What is expected:
Everything from the line containing "Target: shallow water" down to the last line of the entries below must be transcribed exactly, and nothing else.

Extracted records:
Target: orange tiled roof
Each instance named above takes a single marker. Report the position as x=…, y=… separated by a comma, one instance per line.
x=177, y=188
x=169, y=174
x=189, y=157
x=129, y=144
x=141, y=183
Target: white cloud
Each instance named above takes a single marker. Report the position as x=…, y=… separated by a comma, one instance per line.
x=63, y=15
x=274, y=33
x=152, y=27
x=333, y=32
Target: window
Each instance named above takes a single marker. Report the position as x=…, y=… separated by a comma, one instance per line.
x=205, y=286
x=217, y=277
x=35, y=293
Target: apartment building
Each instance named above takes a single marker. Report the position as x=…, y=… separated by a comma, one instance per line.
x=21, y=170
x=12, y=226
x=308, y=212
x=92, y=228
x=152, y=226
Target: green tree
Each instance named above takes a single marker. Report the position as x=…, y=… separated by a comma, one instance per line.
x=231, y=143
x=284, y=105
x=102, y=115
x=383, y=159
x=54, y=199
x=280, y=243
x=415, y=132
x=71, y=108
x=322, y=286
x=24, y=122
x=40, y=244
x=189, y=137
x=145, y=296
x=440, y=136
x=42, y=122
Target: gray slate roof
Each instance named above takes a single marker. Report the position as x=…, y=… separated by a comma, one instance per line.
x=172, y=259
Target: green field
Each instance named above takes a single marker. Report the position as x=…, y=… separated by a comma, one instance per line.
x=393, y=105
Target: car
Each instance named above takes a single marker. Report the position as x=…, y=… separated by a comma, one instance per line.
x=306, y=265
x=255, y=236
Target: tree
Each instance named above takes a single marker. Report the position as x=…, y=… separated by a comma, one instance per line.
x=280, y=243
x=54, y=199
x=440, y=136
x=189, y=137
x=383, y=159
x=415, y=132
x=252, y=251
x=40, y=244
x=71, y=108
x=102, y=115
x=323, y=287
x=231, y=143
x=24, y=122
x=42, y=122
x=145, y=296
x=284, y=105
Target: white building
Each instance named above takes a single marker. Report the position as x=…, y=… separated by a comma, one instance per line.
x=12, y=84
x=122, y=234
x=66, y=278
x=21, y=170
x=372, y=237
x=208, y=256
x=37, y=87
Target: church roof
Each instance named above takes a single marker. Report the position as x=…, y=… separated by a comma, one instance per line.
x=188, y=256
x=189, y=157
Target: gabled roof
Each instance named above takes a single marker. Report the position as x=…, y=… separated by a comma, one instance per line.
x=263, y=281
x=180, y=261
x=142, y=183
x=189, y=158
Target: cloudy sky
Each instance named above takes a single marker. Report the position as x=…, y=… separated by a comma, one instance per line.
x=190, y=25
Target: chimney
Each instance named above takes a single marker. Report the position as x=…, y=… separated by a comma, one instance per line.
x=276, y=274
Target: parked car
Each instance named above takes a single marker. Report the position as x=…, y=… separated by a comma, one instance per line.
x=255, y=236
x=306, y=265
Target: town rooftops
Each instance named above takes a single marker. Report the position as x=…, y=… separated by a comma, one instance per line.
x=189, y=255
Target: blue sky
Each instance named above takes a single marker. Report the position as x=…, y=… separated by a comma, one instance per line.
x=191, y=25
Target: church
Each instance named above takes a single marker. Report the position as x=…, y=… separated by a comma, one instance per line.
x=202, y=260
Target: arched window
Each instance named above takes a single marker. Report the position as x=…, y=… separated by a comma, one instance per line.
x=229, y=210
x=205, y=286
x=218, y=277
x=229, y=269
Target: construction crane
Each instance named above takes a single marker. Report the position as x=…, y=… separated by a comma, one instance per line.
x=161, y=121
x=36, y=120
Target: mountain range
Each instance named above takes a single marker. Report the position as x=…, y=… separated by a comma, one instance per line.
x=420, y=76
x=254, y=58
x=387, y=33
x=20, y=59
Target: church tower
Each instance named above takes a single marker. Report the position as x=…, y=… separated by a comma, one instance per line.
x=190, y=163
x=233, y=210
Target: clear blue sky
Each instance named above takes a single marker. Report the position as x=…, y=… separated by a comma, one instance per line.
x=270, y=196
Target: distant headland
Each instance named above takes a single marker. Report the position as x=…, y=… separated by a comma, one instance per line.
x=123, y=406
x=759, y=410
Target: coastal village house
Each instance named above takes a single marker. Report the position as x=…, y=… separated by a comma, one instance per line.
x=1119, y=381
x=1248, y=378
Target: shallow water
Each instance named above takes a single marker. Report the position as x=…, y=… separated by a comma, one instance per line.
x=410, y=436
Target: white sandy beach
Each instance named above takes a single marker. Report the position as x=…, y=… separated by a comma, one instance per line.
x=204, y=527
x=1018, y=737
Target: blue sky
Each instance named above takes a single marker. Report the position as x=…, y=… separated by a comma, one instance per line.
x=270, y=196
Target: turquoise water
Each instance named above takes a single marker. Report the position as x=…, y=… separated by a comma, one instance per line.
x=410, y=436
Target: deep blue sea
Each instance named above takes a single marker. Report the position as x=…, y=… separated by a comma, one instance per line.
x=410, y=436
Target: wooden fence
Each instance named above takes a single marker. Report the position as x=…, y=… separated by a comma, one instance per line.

Solution to the problem:
Target: shallow water
Each instance named above takes a single marker. Report the position as x=…, y=… separated by a comma, one instance per line.
x=410, y=436
Target: white sandy beach
Each instance named above takes a single marker. Report the position as x=…, y=… separated by a comma, one instance per line.
x=204, y=527
x=1018, y=737
Target: blue sky
Each instance named above takes a single marker. Report the position as x=…, y=… separated by a comma, one instance per line.
x=270, y=196
Target: turquoise water
Each instance named above takes a single marker. Report the position as x=…, y=… separated by a comma, one instance per line.
x=410, y=436
Target: deep blue sea
Each instance named above takes a single marker. Report the position as x=…, y=… separated by a comma, one instance per line.
x=410, y=436
Target: wooden fence
Each instance named above takes a single marker. Report the position as x=…, y=… separated by a comma, one instance per line.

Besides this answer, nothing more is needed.